Instructions to follow: Reproduce the listing below line for line, without any changes, and leave out the pictures.

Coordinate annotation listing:
** Begin **
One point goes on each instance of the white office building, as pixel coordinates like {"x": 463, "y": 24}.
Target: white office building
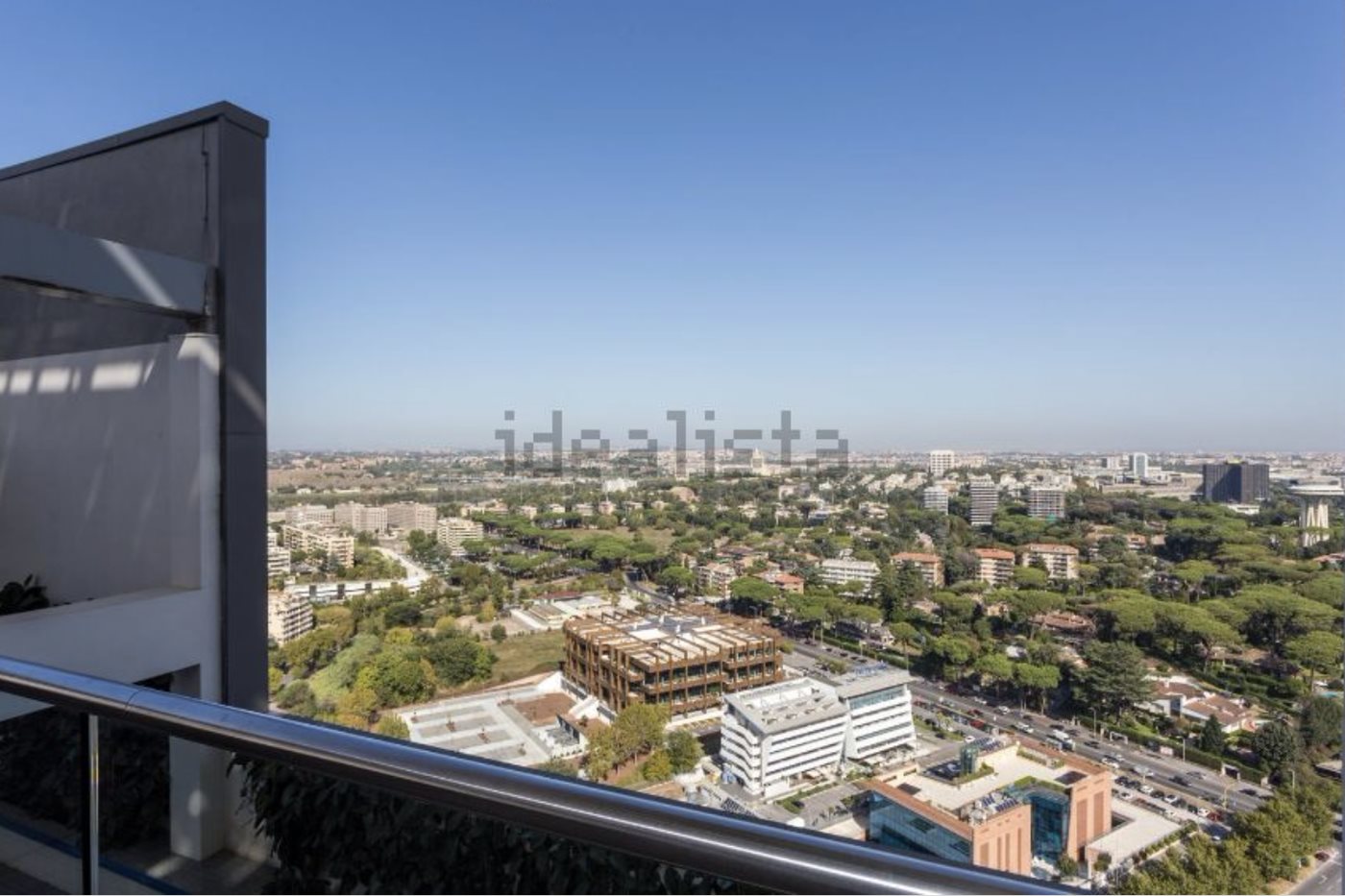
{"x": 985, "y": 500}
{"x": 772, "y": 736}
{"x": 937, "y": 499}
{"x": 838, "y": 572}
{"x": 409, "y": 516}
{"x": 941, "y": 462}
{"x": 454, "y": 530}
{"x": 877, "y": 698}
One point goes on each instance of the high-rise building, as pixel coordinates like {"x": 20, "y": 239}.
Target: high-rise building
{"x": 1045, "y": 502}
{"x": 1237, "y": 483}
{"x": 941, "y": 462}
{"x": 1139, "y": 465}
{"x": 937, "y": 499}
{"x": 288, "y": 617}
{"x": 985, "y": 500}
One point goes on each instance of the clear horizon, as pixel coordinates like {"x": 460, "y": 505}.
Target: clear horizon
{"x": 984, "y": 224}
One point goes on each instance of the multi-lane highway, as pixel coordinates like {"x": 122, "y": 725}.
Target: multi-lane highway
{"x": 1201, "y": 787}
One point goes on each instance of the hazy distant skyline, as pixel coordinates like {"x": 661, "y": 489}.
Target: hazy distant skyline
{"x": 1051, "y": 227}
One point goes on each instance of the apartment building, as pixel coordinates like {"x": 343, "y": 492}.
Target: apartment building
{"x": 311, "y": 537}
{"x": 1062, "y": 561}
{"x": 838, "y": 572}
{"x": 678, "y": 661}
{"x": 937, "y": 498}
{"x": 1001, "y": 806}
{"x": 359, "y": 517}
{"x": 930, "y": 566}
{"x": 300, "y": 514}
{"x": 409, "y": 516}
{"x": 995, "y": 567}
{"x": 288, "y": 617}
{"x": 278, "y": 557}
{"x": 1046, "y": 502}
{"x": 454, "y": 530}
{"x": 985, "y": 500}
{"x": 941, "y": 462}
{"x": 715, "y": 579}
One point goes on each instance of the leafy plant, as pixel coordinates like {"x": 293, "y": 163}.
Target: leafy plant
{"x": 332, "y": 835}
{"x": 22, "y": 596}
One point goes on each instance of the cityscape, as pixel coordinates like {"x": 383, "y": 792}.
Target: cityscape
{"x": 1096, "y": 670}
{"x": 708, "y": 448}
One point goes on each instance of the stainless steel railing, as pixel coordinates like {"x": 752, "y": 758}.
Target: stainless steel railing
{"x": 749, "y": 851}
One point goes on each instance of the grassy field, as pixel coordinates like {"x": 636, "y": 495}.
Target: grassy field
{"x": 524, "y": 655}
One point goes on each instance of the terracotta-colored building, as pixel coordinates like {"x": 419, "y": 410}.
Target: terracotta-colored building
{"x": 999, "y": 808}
** End **
Completed task:
One point goes on each instance of the white office building, as pixel coordinates like {"x": 463, "y": 24}.
Target: white office building
{"x": 985, "y": 500}
{"x": 772, "y": 736}
{"x": 937, "y": 499}
{"x": 838, "y": 572}
{"x": 409, "y": 516}
{"x": 941, "y": 462}
{"x": 454, "y": 530}
{"x": 877, "y": 698}
One point goes on each instance of the high-rise building, as pixel coordinates like {"x": 20, "y": 239}.
Target: high-rise building
{"x": 1045, "y": 502}
{"x": 1237, "y": 483}
{"x": 941, "y": 462}
{"x": 1139, "y": 465}
{"x": 937, "y": 499}
{"x": 288, "y": 617}
{"x": 985, "y": 500}
One point goes on each instance of the clear horizon, as pixel coordinates like {"x": 460, "y": 505}.
Target: clear horizon
{"x": 984, "y": 224}
One point goes on each instance of the multi-lane highway, as pixel coordinates like {"x": 122, "y": 725}.
Target: multi-lane highway
{"x": 1201, "y": 787}
One point goes on each instance of the hazy distant skyline, as pixel coordinates like {"x": 661, "y": 489}.
Target: hazy distant skyline
{"x": 1051, "y": 227}
One point goes on each instance of the apartment building, as pixel coordinates like {"x": 343, "y": 492}.
Target: apartment building
{"x": 311, "y": 537}
{"x": 1062, "y": 561}
{"x": 838, "y": 572}
{"x": 678, "y": 661}
{"x": 937, "y": 498}
{"x": 1001, "y": 806}
{"x": 359, "y": 517}
{"x": 930, "y": 566}
{"x": 300, "y": 514}
{"x": 409, "y": 516}
{"x": 995, "y": 567}
{"x": 288, "y": 617}
{"x": 278, "y": 557}
{"x": 1046, "y": 502}
{"x": 454, "y": 530}
{"x": 985, "y": 500}
{"x": 941, "y": 462}
{"x": 715, "y": 579}
One point goes on each instance of the leafy plant, as pixel coordinates like {"x": 293, "y": 163}.
Target: leafy plant
{"x": 332, "y": 835}
{"x": 22, "y": 596}
One point goes on each instance of the cityscape, as pixel coordinates like {"x": 383, "y": 792}.
Target: cityscape
{"x": 1096, "y": 670}
{"x": 708, "y": 448}
One point goes on each instance of the stainless steel railing, as pixel coordinates like {"x": 752, "y": 758}.
Target: stainless steel railing
{"x": 749, "y": 851}
One point goes on each instance of the grassy field, as pixel coordinates like {"x": 636, "y": 495}.
Target: grassy field
{"x": 524, "y": 655}
One point goes on each instance of the terracotta-colored building, as pixel coordinates like {"x": 419, "y": 410}.
Target: terracotta-colored building
{"x": 999, "y": 808}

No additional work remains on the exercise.